▶ **PROBLEM STATEMENT**: Write out, word for word, the line that contains "written like (163,39)." and each line after it down to the last line of the data below. Include nothing more.

(Saved data entries)
####

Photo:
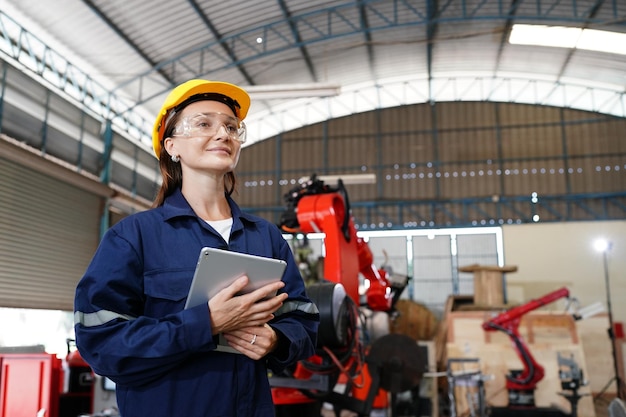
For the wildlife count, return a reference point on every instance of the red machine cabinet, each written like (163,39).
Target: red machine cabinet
(30,385)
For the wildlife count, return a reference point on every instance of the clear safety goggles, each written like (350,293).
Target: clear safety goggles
(209,124)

####

▶ **EXERCISE ANSWER**:
For the wildlife count, return a reference point on every instance of the red machine cabinet, each written like (163,39).
Target: red machine cabinet
(30,385)
For the wildlife count, return a reference point on every instance of the clear safety goggles, each written like (350,293).
Target: clear safety goggles
(209,124)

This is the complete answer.